Begin SELECTED EXTRACT

# Ridgid R82233 Right-Angle Impact Driver



## Howard Ferstler (Sep 27, 2007)

I have owned this impact wrench for some time and never really found a way to make serious use of it until my wife and an interior designer she hired decided that our kitchen cabinets (which I installed several years ago) needed crown moldings at the top. 

The problem is that the space between the cabinet tops and the ceiling was fairly tight and a conventional impact wrench would have had problems squeezing in to secure the backer boards to which I attached the moldings to the cabinet tops. The Ridgid driver saved the day. If you read my review of the Ryobi drill that was used along with the Ridgid wrench you will see a photo of part of the molding project.

I drilled the holes with a right-angle Ryobi drill (to be reviewed later) and drove the screws in with this Ridgid impact driver. Note that the attached tool picture also shows the Ryobi drill.

The Ridgid unit worked just fine, but I do need to make some points.

First, the forward/reverse buttons are located in such a way that when you are working the trigger lever you can accidentally push them in and stop the function. You can get used to it after a while, but it would be better if the buttons were a bit further south.

End SELECTED EXTRACT
Begin ENTRIES SUPPLIED

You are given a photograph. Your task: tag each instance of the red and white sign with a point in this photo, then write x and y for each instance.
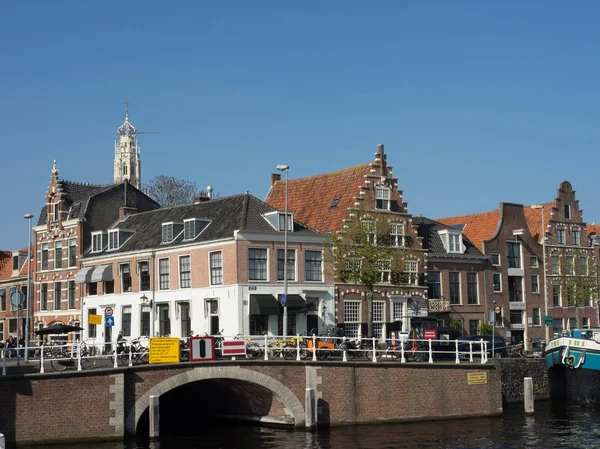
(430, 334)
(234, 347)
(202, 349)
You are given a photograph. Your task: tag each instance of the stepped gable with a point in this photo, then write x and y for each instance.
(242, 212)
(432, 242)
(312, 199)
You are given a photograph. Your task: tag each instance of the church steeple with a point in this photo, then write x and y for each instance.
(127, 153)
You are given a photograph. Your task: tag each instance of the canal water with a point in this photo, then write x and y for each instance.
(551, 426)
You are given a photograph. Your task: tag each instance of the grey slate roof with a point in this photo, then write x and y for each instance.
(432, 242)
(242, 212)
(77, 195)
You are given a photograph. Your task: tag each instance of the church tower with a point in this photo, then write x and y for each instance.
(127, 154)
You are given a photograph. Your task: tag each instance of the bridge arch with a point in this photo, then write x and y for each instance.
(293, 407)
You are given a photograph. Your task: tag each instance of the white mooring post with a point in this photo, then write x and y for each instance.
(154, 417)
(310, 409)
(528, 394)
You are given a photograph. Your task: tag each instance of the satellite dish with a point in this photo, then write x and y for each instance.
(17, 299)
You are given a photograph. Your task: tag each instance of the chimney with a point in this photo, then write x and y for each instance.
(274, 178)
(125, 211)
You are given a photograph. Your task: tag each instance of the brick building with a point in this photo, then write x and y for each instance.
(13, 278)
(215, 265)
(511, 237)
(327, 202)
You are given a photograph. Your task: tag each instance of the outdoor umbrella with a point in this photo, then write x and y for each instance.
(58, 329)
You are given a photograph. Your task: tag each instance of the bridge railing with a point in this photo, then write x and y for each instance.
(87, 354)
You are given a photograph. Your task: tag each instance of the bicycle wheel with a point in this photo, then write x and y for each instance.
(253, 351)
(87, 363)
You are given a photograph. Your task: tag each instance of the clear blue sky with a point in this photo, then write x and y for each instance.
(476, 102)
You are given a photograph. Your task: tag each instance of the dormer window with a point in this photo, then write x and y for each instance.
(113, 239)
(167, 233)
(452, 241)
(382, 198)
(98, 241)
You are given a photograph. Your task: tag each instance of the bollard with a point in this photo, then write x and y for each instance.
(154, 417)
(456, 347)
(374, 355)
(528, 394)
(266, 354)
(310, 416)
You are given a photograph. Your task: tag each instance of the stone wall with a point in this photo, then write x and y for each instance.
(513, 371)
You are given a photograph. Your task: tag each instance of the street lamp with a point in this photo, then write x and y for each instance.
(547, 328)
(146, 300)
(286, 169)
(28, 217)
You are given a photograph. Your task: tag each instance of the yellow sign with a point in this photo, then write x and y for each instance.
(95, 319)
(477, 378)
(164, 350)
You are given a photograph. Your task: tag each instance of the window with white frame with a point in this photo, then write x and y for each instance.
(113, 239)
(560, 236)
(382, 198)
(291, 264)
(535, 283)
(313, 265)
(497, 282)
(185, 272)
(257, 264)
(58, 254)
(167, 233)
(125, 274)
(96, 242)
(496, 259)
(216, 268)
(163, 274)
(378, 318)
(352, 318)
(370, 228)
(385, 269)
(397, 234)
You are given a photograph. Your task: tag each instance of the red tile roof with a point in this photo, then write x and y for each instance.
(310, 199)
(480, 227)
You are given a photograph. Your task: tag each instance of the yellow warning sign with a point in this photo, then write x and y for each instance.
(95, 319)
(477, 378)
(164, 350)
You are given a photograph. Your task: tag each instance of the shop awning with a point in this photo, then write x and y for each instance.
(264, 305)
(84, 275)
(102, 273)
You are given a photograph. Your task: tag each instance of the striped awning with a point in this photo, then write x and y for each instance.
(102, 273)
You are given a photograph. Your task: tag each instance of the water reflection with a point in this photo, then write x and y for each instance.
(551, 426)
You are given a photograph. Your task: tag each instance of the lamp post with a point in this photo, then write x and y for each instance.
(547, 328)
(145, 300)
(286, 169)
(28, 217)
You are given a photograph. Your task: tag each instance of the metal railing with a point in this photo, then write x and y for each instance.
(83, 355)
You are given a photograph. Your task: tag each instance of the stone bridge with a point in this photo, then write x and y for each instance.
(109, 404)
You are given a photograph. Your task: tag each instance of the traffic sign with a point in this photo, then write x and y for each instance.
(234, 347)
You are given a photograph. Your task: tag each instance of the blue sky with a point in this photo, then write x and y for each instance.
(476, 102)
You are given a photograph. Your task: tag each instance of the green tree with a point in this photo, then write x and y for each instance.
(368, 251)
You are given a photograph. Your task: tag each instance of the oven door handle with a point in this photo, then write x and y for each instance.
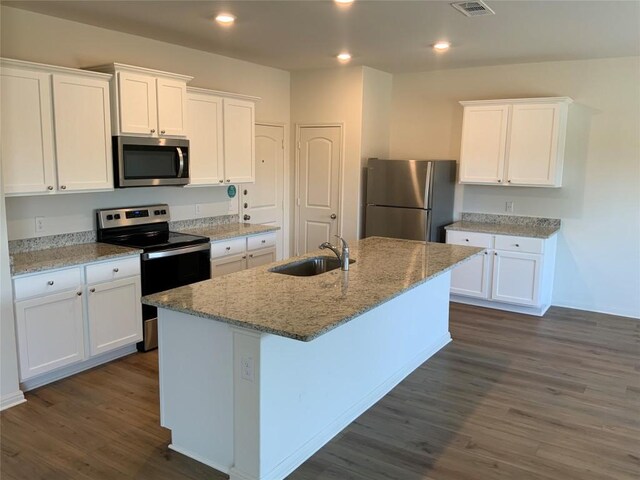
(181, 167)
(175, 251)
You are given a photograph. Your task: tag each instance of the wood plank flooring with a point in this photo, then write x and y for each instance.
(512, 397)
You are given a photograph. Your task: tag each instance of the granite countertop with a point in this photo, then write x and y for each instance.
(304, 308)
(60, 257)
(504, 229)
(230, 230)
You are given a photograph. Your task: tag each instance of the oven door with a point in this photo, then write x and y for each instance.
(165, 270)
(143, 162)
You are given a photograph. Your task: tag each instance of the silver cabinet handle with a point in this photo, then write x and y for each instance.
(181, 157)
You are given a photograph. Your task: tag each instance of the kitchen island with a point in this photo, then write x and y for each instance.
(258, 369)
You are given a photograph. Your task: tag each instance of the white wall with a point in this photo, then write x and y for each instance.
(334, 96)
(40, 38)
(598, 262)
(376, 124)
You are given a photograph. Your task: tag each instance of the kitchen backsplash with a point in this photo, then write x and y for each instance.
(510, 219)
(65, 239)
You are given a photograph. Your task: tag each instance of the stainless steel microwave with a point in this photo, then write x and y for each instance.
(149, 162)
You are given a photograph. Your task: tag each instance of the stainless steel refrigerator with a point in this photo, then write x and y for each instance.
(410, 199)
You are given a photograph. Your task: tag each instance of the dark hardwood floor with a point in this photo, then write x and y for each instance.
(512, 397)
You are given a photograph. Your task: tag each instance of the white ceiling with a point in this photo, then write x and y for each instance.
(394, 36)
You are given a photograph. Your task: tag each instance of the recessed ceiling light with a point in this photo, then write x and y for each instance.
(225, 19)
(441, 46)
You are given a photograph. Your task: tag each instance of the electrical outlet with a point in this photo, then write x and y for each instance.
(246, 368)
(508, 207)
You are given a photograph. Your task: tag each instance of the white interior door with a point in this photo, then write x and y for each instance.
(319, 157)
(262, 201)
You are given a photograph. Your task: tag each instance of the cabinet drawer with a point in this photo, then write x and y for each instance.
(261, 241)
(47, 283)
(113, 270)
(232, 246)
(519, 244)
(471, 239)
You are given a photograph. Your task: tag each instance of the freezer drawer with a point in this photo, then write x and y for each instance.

End ENTRIES SUPPLIED
Begin ENTRIES SUPPLIED

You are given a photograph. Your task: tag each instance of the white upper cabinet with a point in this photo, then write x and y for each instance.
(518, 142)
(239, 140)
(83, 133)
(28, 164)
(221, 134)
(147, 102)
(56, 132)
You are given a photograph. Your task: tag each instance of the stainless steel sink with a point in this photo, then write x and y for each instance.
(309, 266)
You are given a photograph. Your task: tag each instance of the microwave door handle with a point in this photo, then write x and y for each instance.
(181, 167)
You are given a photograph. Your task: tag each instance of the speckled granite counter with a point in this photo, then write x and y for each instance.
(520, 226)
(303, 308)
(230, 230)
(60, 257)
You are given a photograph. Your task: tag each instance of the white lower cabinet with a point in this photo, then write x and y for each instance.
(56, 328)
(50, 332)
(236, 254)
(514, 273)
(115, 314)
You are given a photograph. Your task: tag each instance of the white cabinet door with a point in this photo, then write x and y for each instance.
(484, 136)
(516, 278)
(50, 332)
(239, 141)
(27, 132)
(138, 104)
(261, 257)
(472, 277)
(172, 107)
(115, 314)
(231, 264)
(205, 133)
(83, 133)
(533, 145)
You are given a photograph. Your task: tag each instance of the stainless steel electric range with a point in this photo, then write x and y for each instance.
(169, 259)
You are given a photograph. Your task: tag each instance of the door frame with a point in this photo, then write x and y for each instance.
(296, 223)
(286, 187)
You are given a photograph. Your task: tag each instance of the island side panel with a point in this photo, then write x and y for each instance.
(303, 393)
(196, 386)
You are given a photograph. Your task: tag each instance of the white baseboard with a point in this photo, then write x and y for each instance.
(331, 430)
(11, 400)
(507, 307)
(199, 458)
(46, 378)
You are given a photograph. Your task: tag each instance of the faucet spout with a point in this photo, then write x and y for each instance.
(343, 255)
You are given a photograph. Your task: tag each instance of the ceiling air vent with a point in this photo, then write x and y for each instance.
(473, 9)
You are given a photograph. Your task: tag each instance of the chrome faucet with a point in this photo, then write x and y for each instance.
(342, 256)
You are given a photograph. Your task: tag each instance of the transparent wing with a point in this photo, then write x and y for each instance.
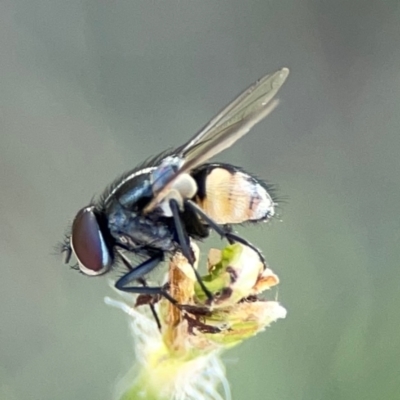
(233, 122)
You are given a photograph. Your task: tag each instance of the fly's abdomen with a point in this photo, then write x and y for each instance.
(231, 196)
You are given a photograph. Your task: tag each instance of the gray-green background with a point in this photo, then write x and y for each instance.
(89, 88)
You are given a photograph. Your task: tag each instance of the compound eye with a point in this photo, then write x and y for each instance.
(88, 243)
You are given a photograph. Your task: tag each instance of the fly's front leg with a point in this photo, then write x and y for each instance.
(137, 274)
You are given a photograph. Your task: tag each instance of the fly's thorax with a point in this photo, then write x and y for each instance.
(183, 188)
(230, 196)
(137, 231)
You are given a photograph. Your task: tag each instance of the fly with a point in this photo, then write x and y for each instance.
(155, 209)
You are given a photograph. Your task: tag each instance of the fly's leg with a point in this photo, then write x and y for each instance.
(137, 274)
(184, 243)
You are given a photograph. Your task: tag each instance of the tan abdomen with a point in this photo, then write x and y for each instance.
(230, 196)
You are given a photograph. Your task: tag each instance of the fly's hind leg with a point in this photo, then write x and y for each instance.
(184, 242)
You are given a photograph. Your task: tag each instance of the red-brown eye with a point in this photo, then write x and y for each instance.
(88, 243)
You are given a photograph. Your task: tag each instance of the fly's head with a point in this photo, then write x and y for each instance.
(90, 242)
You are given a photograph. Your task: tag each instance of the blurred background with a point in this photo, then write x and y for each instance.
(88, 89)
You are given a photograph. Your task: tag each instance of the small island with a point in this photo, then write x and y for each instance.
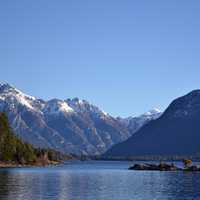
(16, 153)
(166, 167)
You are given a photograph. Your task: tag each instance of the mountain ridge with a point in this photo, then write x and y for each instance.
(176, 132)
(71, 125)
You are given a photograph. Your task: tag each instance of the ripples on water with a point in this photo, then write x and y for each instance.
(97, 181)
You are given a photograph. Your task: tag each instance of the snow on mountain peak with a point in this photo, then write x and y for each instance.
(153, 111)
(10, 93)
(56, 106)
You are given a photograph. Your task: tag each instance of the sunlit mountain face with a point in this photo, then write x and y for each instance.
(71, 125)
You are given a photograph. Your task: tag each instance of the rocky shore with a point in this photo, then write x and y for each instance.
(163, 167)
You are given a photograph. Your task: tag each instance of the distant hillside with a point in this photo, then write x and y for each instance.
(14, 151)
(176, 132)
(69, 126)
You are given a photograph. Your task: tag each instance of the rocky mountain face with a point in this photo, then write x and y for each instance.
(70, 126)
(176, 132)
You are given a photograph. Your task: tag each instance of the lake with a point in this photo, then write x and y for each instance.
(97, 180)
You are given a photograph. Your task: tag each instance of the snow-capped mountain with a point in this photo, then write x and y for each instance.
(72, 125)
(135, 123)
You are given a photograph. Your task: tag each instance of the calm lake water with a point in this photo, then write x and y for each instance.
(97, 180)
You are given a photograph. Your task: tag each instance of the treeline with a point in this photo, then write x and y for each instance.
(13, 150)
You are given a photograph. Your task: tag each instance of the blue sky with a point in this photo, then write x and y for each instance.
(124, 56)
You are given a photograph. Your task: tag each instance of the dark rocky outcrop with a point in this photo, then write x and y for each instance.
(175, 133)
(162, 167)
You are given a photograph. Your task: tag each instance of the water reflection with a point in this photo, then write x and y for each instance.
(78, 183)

End ENTRIES SUPPLIED

REQUIRED TASK A
From the impact driver review, list every person it mentions.
REQUIRED TASK B
Write the next part of the impact driver review, picking up right after its last sentence.

TASK ANSWER A
- Howard Ferstler, the reviewer
- the reviewer's wife
- the interior designer she hired

TASK ANSWER B
Second, the unit is rather long and it is difficult to get the kind of leverage and pressure you need without using both hands: one on the handle/trigger area and one at the working end to keep the screw tip inserted into the screw head. One-handed use also makes it tricky to just get the bit into the screw head when working at odd angles. Of course, this is just the laws of physics in action and cannot be blamed on the tool.

Third, this is a 12-volt unit and it lacks the wallop of my two Ryobi 18-volt standard impact drivers (to be reviewed later). Still, in most situations (certainly this one) the device has enough power.
I recommend this device highly, but one needs to remember that it is pretty specialized and so it may not get much use until a special situation comes along.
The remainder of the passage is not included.